Saved entries:
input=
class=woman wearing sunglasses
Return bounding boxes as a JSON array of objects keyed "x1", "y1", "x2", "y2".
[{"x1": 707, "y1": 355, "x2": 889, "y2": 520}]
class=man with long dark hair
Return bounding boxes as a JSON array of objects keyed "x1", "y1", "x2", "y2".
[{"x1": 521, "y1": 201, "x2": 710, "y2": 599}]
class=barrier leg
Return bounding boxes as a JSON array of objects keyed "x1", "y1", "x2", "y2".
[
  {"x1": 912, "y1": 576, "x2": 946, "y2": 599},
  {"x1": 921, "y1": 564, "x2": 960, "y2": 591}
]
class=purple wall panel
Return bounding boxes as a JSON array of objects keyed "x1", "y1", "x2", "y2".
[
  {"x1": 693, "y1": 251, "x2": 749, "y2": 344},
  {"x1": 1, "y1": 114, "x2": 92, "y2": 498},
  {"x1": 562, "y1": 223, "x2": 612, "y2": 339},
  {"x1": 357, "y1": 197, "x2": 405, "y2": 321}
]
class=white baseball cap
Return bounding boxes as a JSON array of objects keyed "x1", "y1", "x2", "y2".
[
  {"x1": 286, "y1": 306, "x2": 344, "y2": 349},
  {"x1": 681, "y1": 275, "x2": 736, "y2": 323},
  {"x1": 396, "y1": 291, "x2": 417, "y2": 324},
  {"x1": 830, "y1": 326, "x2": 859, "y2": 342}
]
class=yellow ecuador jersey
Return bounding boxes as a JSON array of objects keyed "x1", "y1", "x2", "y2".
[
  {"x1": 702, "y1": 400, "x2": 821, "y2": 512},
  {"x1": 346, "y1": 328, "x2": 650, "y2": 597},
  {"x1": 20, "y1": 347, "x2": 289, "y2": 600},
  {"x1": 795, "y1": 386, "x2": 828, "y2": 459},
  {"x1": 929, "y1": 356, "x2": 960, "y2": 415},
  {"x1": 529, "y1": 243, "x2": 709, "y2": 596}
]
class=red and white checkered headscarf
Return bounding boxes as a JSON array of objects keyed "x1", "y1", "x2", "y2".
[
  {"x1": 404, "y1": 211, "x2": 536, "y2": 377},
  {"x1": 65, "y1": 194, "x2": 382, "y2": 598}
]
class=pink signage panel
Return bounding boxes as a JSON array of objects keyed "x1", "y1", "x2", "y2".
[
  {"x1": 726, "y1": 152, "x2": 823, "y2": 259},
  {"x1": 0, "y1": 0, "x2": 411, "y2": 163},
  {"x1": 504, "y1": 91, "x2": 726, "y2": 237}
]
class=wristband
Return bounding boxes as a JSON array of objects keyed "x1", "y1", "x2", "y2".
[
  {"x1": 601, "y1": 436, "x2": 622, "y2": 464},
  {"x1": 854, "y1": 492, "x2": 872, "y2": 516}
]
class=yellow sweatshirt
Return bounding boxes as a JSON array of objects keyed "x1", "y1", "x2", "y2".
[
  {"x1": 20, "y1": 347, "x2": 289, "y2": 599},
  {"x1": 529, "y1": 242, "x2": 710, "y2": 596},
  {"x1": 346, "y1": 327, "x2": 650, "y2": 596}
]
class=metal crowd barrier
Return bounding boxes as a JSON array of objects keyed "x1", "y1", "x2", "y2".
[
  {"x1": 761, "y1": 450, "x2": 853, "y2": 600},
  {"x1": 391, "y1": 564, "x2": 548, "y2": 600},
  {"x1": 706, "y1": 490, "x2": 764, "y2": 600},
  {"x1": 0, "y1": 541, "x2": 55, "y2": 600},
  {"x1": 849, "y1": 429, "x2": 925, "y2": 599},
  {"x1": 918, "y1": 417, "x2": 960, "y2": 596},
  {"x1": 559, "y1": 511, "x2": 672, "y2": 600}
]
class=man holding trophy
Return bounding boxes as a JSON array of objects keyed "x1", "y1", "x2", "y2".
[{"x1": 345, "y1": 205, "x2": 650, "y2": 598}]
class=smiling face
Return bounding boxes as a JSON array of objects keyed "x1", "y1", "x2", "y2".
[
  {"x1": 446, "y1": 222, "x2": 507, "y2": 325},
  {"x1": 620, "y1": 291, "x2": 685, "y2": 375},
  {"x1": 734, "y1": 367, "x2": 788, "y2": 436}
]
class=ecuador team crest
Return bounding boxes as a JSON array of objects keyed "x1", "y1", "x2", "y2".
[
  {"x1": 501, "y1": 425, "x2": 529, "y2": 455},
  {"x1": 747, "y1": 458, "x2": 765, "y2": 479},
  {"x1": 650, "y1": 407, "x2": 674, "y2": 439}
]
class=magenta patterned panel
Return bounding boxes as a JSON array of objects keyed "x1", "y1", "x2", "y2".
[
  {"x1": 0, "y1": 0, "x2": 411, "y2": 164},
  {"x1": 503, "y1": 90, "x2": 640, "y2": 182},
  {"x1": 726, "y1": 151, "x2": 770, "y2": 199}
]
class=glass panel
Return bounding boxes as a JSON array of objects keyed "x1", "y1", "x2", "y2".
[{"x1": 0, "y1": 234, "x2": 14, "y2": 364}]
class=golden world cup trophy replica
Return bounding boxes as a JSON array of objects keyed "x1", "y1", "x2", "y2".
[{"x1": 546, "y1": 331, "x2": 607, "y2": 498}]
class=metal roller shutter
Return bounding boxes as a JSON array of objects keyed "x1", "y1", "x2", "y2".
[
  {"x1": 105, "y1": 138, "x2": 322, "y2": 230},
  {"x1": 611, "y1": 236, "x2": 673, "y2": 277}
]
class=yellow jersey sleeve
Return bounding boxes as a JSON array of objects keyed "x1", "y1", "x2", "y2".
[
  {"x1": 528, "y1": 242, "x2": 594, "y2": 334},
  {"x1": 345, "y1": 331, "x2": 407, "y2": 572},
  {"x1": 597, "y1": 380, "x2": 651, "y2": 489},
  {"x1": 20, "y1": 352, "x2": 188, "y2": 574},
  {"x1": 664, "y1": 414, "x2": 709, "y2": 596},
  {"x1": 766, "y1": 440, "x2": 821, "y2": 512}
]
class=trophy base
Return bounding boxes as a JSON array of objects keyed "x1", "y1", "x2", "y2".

==

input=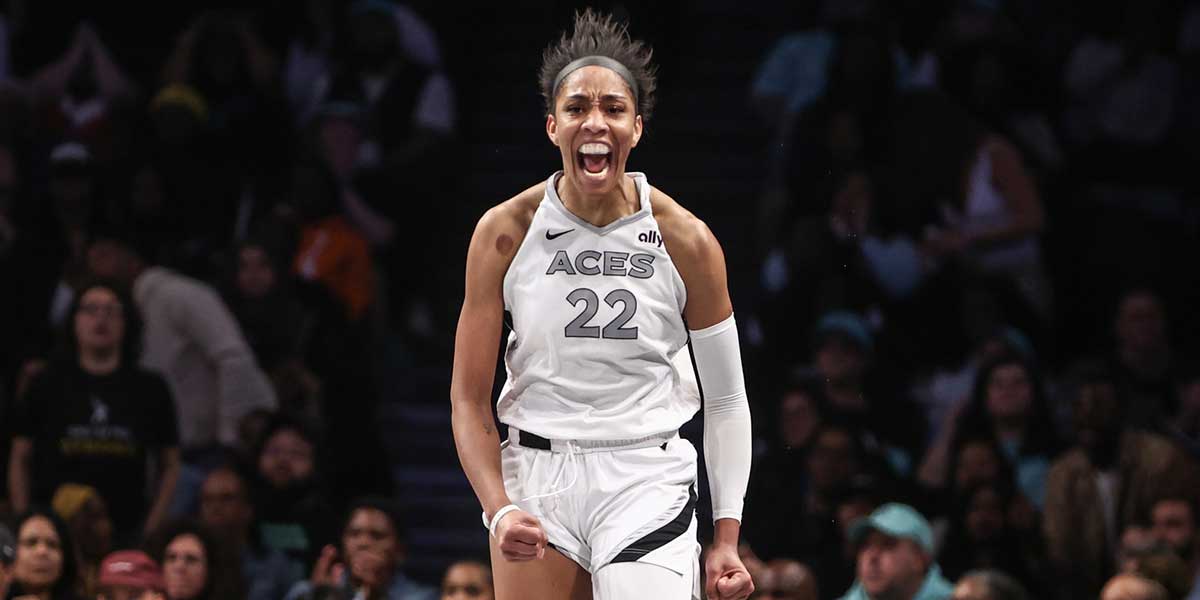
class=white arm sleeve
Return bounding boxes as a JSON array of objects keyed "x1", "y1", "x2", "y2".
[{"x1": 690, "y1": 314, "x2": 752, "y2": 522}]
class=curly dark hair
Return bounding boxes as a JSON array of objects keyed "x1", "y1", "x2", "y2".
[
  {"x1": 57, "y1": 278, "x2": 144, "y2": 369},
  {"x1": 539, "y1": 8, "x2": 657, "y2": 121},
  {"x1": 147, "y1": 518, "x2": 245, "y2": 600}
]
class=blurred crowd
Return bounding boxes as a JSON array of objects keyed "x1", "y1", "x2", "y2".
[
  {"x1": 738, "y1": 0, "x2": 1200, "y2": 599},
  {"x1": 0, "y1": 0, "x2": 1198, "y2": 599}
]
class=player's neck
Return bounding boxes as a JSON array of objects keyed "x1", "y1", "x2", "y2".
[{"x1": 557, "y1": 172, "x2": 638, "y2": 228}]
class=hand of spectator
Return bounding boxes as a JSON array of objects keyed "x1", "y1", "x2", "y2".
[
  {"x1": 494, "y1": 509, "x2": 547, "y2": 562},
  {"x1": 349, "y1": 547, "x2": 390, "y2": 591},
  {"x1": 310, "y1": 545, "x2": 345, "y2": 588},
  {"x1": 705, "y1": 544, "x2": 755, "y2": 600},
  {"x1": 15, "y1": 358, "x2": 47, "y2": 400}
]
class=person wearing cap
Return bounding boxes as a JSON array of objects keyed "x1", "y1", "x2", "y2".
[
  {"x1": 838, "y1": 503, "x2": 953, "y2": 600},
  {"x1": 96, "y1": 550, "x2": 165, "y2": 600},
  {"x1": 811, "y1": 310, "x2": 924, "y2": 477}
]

*Work request*: Pull every line containing "panel" from the data.

*Expected answer*:
class=purple wall panel
class=pink signage panel
class=magenta patterned panel
class=glass panel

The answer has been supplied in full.